##### Text shown

Many people were touched by the story CBN News covered of baby Adam, who was born with severe deformities. Thanks to the love of total strangers, he has been given a second chance.
Still he faces more challenges.
When Adam was born in a Christian missionary hospital in India, his brain, heart, and lungs were healthy. But he was so deformed his family refused to take him home and even threatened to kill him.
That's when Jessica and Raja Paulraj, two employees at the hospital, adopted Adam and quickly found Christians in America willing to help him.
One of them was Dr. John Van Aalst, a plastic surgeon at North Carolina Children's Hospital, who spearheaded Adam's treatment.
"Giving deeply, sacrificially, is one of the greatest God-sends that we can have in our lives," Van Aalst said, explaining why he and others like him first got involved.
Now, a year and a half later, baby Adam is doing great. He laughs a lot, learns, crawls everywhere, and has a new brother, Elliot.

##########

Based on the news story about baby Adam, explain in one to three sentences why Dr. John Van Aalst and others like him first got involved in helping Adam. The listing has no connection to the news story about baby Adam.

##### Dataset excerpts

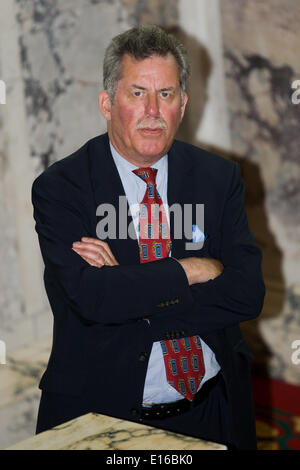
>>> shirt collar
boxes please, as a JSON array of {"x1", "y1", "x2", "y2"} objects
[{"x1": 109, "y1": 141, "x2": 168, "y2": 173}]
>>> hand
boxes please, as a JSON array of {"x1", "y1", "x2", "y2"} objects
[
  {"x1": 72, "y1": 237, "x2": 119, "y2": 268},
  {"x1": 178, "y1": 257, "x2": 224, "y2": 286}
]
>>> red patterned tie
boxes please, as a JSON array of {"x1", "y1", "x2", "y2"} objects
[{"x1": 133, "y1": 167, "x2": 205, "y2": 401}]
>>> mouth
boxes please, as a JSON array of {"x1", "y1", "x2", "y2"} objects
[{"x1": 140, "y1": 127, "x2": 163, "y2": 135}]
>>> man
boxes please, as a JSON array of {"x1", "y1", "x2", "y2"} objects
[{"x1": 32, "y1": 26, "x2": 264, "y2": 449}]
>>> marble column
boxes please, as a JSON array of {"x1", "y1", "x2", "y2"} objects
[
  {"x1": 221, "y1": 0, "x2": 300, "y2": 383},
  {"x1": 0, "y1": 0, "x2": 50, "y2": 352}
]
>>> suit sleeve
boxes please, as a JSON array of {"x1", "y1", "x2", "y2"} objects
[
  {"x1": 165, "y1": 163, "x2": 265, "y2": 332},
  {"x1": 32, "y1": 171, "x2": 190, "y2": 324}
]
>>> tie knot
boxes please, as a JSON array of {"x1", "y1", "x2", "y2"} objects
[{"x1": 132, "y1": 167, "x2": 157, "y2": 184}]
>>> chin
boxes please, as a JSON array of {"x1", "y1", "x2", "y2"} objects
[{"x1": 138, "y1": 142, "x2": 167, "y2": 157}]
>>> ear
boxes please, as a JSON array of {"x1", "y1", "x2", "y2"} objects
[
  {"x1": 98, "y1": 90, "x2": 111, "y2": 121},
  {"x1": 180, "y1": 93, "x2": 188, "y2": 119}
]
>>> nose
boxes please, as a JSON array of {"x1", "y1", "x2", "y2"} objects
[{"x1": 145, "y1": 93, "x2": 159, "y2": 117}]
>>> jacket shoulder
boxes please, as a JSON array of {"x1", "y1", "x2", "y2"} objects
[
  {"x1": 173, "y1": 140, "x2": 238, "y2": 173},
  {"x1": 32, "y1": 134, "x2": 105, "y2": 195}
]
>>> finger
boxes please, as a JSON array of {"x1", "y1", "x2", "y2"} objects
[
  {"x1": 72, "y1": 247, "x2": 108, "y2": 266},
  {"x1": 81, "y1": 237, "x2": 119, "y2": 264},
  {"x1": 73, "y1": 242, "x2": 115, "y2": 266},
  {"x1": 79, "y1": 255, "x2": 105, "y2": 268},
  {"x1": 81, "y1": 237, "x2": 119, "y2": 264}
]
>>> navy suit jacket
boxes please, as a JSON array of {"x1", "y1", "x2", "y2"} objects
[{"x1": 32, "y1": 134, "x2": 265, "y2": 445}]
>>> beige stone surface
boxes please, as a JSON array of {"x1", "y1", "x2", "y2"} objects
[{"x1": 7, "y1": 413, "x2": 227, "y2": 450}]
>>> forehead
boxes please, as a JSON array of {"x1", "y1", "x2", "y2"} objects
[{"x1": 121, "y1": 54, "x2": 179, "y2": 86}]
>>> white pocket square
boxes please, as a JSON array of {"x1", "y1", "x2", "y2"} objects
[{"x1": 192, "y1": 225, "x2": 206, "y2": 243}]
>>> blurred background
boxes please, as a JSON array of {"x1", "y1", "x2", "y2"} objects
[{"x1": 0, "y1": 0, "x2": 300, "y2": 450}]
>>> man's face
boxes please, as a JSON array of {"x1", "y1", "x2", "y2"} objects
[{"x1": 99, "y1": 54, "x2": 187, "y2": 166}]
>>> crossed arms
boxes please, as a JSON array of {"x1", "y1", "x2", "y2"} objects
[{"x1": 32, "y1": 165, "x2": 264, "y2": 332}]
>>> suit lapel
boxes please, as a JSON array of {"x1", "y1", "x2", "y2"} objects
[{"x1": 168, "y1": 141, "x2": 193, "y2": 258}]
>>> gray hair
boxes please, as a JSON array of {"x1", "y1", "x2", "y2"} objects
[{"x1": 103, "y1": 25, "x2": 190, "y2": 103}]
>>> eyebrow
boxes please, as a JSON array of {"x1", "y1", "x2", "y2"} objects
[{"x1": 130, "y1": 83, "x2": 175, "y2": 91}]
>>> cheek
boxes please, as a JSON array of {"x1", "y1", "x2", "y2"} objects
[
  {"x1": 164, "y1": 107, "x2": 181, "y2": 128},
  {"x1": 119, "y1": 106, "x2": 140, "y2": 130}
]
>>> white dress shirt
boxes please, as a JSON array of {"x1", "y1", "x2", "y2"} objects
[{"x1": 110, "y1": 143, "x2": 220, "y2": 406}]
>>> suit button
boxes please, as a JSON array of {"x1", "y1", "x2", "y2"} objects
[{"x1": 139, "y1": 352, "x2": 147, "y2": 362}]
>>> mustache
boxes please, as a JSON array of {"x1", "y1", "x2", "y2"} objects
[{"x1": 136, "y1": 118, "x2": 168, "y2": 130}]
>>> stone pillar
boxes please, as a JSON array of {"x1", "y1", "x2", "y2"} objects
[
  {"x1": 178, "y1": 0, "x2": 231, "y2": 151},
  {"x1": 0, "y1": 0, "x2": 50, "y2": 352}
]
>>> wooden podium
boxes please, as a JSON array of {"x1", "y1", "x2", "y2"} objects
[{"x1": 6, "y1": 413, "x2": 227, "y2": 450}]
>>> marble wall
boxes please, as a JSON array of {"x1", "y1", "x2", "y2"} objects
[{"x1": 221, "y1": 0, "x2": 300, "y2": 383}]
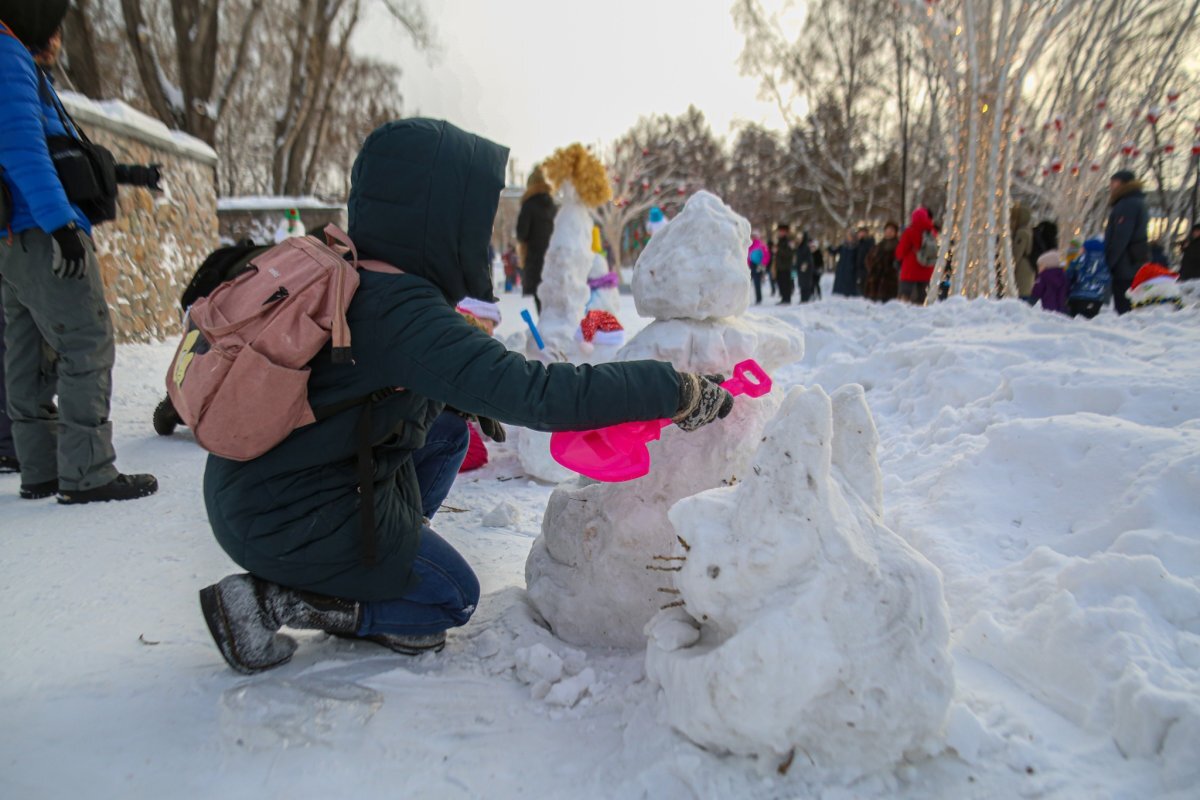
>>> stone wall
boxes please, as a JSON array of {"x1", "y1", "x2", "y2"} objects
[
  {"x1": 217, "y1": 197, "x2": 348, "y2": 245},
  {"x1": 62, "y1": 94, "x2": 217, "y2": 342}
]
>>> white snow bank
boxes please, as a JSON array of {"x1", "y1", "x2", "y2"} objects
[
  {"x1": 0, "y1": 289, "x2": 1200, "y2": 800},
  {"x1": 646, "y1": 386, "x2": 954, "y2": 778}
]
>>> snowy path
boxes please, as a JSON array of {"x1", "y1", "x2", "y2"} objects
[{"x1": 0, "y1": 296, "x2": 1200, "y2": 799}]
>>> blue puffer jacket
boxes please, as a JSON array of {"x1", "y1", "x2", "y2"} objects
[
  {"x1": 0, "y1": 31, "x2": 91, "y2": 234},
  {"x1": 1067, "y1": 239, "x2": 1112, "y2": 302}
]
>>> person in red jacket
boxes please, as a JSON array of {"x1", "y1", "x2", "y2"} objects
[{"x1": 896, "y1": 206, "x2": 937, "y2": 306}]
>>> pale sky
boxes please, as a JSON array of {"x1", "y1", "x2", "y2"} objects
[{"x1": 355, "y1": 0, "x2": 782, "y2": 181}]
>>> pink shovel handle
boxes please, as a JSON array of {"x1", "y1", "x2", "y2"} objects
[{"x1": 721, "y1": 359, "x2": 770, "y2": 397}]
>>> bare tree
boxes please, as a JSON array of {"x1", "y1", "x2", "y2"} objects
[
  {"x1": 733, "y1": 0, "x2": 889, "y2": 228},
  {"x1": 121, "y1": 0, "x2": 263, "y2": 145},
  {"x1": 595, "y1": 107, "x2": 726, "y2": 268},
  {"x1": 1014, "y1": 0, "x2": 1200, "y2": 244}
]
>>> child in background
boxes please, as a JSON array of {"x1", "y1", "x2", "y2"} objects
[
  {"x1": 275, "y1": 209, "x2": 307, "y2": 245},
  {"x1": 1031, "y1": 249, "x2": 1070, "y2": 314},
  {"x1": 1067, "y1": 237, "x2": 1112, "y2": 319},
  {"x1": 455, "y1": 297, "x2": 508, "y2": 473}
]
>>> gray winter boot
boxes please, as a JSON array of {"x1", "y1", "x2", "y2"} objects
[{"x1": 200, "y1": 575, "x2": 359, "y2": 675}]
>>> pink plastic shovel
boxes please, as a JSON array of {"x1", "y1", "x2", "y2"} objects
[{"x1": 550, "y1": 359, "x2": 770, "y2": 483}]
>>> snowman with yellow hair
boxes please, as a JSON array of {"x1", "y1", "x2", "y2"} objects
[{"x1": 529, "y1": 143, "x2": 612, "y2": 360}]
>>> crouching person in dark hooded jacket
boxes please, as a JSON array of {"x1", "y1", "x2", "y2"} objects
[{"x1": 200, "y1": 119, "x2": 733, "y2": 673}]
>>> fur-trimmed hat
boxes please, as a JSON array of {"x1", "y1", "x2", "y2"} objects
[
  {"x1": 456, "y1": 297, "x2": 500, "y2": 325},
  {"x1": 0, "y1": 0, "x2": 70, "y2": 50},
  {"x1": 1038, "y1": 249, "x2": 1062, "y2": 272}
]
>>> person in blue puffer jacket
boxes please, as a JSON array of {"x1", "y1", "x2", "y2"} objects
[
  {"x1": 1067, "y1": 237, "x2": 1112, "y2": 319},
  {"x1": 0, "y1": 0, "x2": 158, "y2": 504}
]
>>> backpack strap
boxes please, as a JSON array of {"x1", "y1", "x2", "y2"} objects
[{"x1": 312, "y1": 386, "x2": 401, "y2": 566}]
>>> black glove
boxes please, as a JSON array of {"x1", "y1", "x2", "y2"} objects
[
  {"x1": 50, "y1": 222, "x2": 88, "y2": 281},
  {"x1": 475, "y1": 416, "x2": 509, "y2": 441},
  {"x1": 671, "y1": 372, "x2": 733, "y2": 432},
  {"x1": 116, "y1": 164, "x2": 162, "y2": 192}
]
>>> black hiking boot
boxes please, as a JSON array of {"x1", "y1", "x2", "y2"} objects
[
  {"x1": 20, "y1": 479, "x2": 59, "y2": 500},
  {"x1": 330, "y1": 631, "x2": 446, "y2": 656},
  {"x1": 200, "y1": 575, "x2": 296, "y2": 675},
  {"x1": 154, "y1": 397, "x2": 184, "y2": 437},
  {"x1": 59, "y1": 475, "x2": 158, "y2": 505},
  {"x1": 200, "y1": 575, "x2": 359, "y2": 675}
]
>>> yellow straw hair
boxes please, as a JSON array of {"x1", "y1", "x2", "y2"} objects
[{"x1": 541, "y1": 142, "x2": 612, "y2": 209}]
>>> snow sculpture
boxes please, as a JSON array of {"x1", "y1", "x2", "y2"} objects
[
  {"x1": 646, "y1": 385, "x2": 954, "y2": 776},
  {"x1": 526, "y1": 192, "x2": 804, "y2": 648},
  {"x1": 528, "y1": 144, "x2": 612, "y2": 357}
]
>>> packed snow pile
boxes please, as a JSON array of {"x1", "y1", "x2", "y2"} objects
[
  {"x1": 0, "y1": 289, "x2": 1200, "y2": 800},
  {"x1": 646, "y1": 386, "x2": 954, "y2": 777},
  {"x1": 529, "y1": 181, "x2": 593, "y2": 359},
  {"x1": 522, "y1": 192, "x2": 803, "y2": 648},
  {"x1": 787, "y1": 301, "x2": 1200, "y2": 789},
  {"x1": 634, "y1": 192, "x2": 750, "y2": 319}
]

##########

● **Solution below**:
Van Aalst explained that giving deeply and sacrificially is one of the greatest God-sends people can have in their lives. He gave this as the reason he and others like him first became involved.